Problem details
Set down each line of the material that follows, exactly, with no pictures.

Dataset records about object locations

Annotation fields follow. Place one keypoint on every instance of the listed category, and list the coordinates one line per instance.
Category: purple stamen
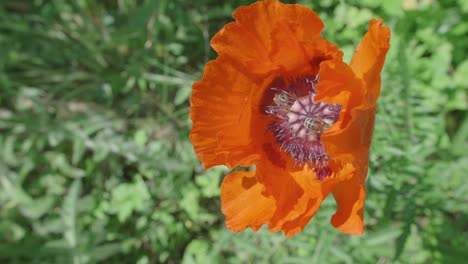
(300, 122)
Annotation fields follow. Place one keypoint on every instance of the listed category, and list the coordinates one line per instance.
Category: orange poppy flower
(281, 98)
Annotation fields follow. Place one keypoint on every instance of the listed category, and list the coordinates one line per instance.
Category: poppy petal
(256, 41)
(349, 195)
(297, 192)
(243, 202)
(369, 57)
(221, 111)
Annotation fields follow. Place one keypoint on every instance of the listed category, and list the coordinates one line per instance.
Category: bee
(281, 99)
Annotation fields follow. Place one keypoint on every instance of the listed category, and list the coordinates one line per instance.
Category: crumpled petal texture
(268, 43)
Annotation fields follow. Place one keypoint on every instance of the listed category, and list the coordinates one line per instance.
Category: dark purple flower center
(300, 121)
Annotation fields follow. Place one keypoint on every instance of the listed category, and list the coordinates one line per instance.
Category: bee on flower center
(281, 99)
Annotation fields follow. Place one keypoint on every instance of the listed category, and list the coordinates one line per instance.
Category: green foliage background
(96, 165)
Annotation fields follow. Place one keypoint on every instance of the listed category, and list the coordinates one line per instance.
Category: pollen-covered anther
(299, 124)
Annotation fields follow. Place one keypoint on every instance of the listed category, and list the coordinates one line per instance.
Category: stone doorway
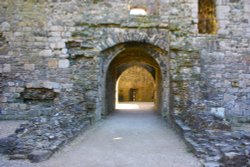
(122, 57)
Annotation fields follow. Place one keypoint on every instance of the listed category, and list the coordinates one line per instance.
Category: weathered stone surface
(67, 47)
(38, 156)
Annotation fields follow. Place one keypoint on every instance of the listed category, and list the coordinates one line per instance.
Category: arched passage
(115, 60)
(136, 84)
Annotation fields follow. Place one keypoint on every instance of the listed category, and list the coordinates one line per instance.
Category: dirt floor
(128, 138)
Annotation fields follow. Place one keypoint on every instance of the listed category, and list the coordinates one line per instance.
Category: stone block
(219, 112)
(5, 26)
(53, 63)
(46, 53)
(51, 85)
(7, 68)
(247, 8)
(60, 45)
(39, 155)
(63, 63)
(222, 12)
(29, 67)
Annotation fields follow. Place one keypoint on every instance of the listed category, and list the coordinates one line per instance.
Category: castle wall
(55, 47)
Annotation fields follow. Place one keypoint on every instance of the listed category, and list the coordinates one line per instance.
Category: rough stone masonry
(60, 59)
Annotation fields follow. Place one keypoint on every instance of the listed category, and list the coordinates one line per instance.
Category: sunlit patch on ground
(134, 105)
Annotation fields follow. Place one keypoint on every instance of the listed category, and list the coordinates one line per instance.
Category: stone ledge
(217, 148)
(38, 139)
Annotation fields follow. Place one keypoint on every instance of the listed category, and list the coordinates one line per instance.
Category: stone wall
(56, 45)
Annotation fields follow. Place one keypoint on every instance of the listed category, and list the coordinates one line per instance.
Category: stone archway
(120, 57)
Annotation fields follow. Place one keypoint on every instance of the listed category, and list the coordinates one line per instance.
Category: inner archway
(143, 57)
(135, 84)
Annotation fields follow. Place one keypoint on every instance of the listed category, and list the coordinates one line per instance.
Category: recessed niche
(38, 94)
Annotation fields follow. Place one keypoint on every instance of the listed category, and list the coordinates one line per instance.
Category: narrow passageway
(127, 138)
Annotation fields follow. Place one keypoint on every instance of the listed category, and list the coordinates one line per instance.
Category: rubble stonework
(55, 55)
(214, 142)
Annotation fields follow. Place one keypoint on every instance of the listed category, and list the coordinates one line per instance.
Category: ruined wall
(55, 46)
(225, 60)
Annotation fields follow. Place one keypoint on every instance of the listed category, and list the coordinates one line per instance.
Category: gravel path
(134, 138)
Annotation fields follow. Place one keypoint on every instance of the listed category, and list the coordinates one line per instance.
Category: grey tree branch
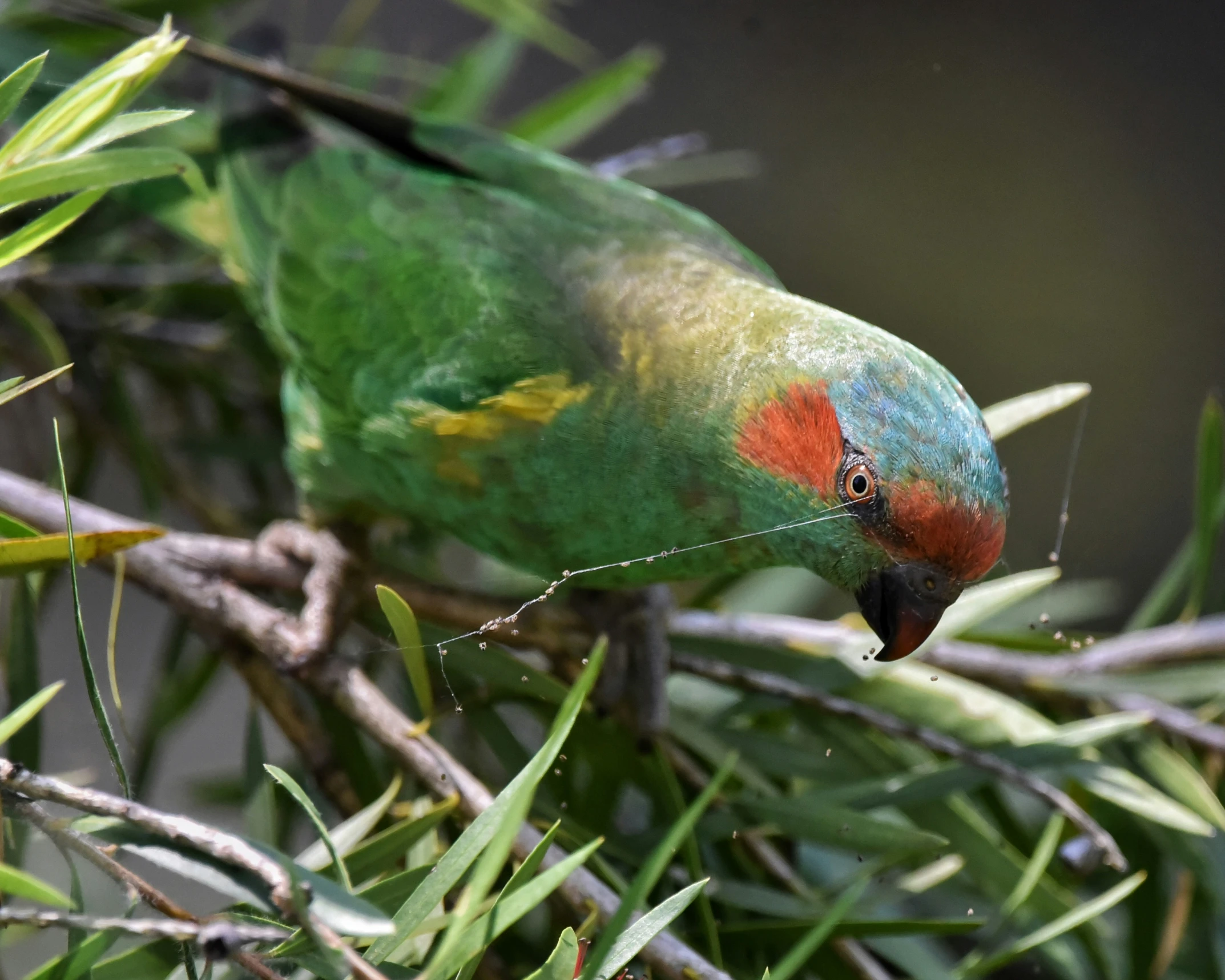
(1142, 650)
(220, 844)
(224, 847)
(79, 843)
(222, 608)
(156, 929)
(779, 686)
(1006, 669)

Written solution
Annotation fields follow. Place one keypoint on every instance of the listed category, and list the coordinates one line per instance.
Category: purple stamen
(300, 122)
Annotation fields follow. Place one keypoint on every instance of the listed category, and list the coordinates one line per instance.
Category: orange poppy flower
(281, 98)
Annotation fields follow. Place one keypoint on every instance of the listed category, and list the coordinates one line per instance.
Category: poppy petal
(256, 41)
(349, 195)
(297, 192)
(243, 202)
(369, 57)
(221, 111)
Annotation fields follow. Place one keypoint on every instance of the listed category, and list the coordinates one line per instance.
Category: bee
(281, 99)
Annotation fields follow. Place one keypoint on every instance of the listed category, and list the coordinates one line per instance.
Category: crumpled petal texture
(268, 43)
Annotation fields follow. Place one keypoint on every instance of the listed category, and list the coordinates one line per instance.
Category: dark purple flower center
(300, 121)
Annotation fields follow. Place one keypoint on every instance of the listed category, and list the coordinates one line per instance.
Category: bee on flower center
(281, 99)
Annotation fields follow. Place one keypoint on every instance of the listed category, and list the coordinates one line per instance.
Category: green foliage background
(96, 165)
Annotation fields follow. Place one keypoint on every instance of the listed category, and list the coordinates one line per instance.
Category: pollen-covered anther
(299, 124)
Annotation fields follow. Place one keypoint on every instance of the listed category, and list the coordinates one line per instance.
Category: stone doorway
(122, 57)
Annotation fields follow. Place one keypoint on every instance of the listed category, and list the coordinates one line per instance.
Category: weathered stone surface
(67, 47)
(38, 156)
Annotation fields follow. Place one keypoint on every instance of the listed category, and list the coordinates one line per instance.
Category: arched passage
(115, 60)
(136, 84)
Annotation fields follow. Place one keypoint on every instance of the listed category, and list the coordinates one line per instance.
Category: dirt floor
(128, 138)
Annotation fields follow. Place one keypoint on every instance of the listed category, and list the coordinates one line per instance.
Category: stone block
(219, 112)
(5, 26)
(53, 63)
(46, 53)
(51, 85)
(7, 68)
(247, 8)
(60, 45)
(39, 155)
(63, 63)
(222, 12)
(29, 67)
Annotation fields follow. Place one keypoint on every instance of the listed category, and list the coordinates one line per instance.
Category: castle wall
(55, 47)
Annotation fields follow. Place one keypoint on every instance of the listed category, and list the coordinates one line per instance.
Category: rough stone masonry
(60, 59)
Annotation fields follow. Place one keypoint on every instance of the listed category, and list the coordinates one line per instance.
Category: sunlit patch on ground
(134, 105)
Annotation fields follow. Place one keypoint on every instance of the listed category, and list the coordinates one line per instance.
Category: stone ledge
(217, 148)
(38, 139)
Annotation fields follow. Place one keypoint on every instance of the listed category, and list the coordinates one line per instance.
Category: stone wall
(56, 45)
Annotation fields follow. Place one keypoint on every instance of the listed category, and list the coordinates one line per instance.
Category: stone archway
(120, 57)
Annotation fields follow. Place one keypoint on every instance of the listed category, and list the coordinates one line per instance.
Category: inner archway
(143, 57)
(135, 84)
Annotation fields follow. Place one keypoint on every instance of the listed category, and list the coordinates one line per instance.
Category: recessed niche
(38, 94)
Annotation fields follow. Place one keypoint on every instance of the listed category, and list the coordinates one line per instance.
Category: narrow passageway
(127, 138)
Annotation fields follow. Place one keypoint on every instance of the listed category, and list the coordinates one line per instance.
Category: rubble stonework
(55, 55)
(214, 142)
Annotation fields follow. Place one keypoint on every instance of the listed category, and list the coordinates one line per instance.
Category: ruined wall
(55, 46)
(225, 60)
Annotation fields follow. Place one keypoint on every instance of the listed category, and list the coordinates one line per instance.
Category: gravel path
(134, 138)
Annotation fields follow. Place one keypoint on every instance of the listed category, and list the coordinates one line per instance.
Category: grey tree branch
(1142, 650)
(220, 844)
(224, 847)
(79, 843)
(222, 608)
(156, 929)
(779, 686)
(1006, 669)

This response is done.